Work to do
Count the lines below that contain the string "find", treating uppercase and lowercase as different. Give only the number.

[Entries shown start]

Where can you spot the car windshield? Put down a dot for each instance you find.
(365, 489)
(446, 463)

[Entries shown end]
[Entries shown start]

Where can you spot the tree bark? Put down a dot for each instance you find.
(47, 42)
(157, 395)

[Entries shown end]

Solution below
2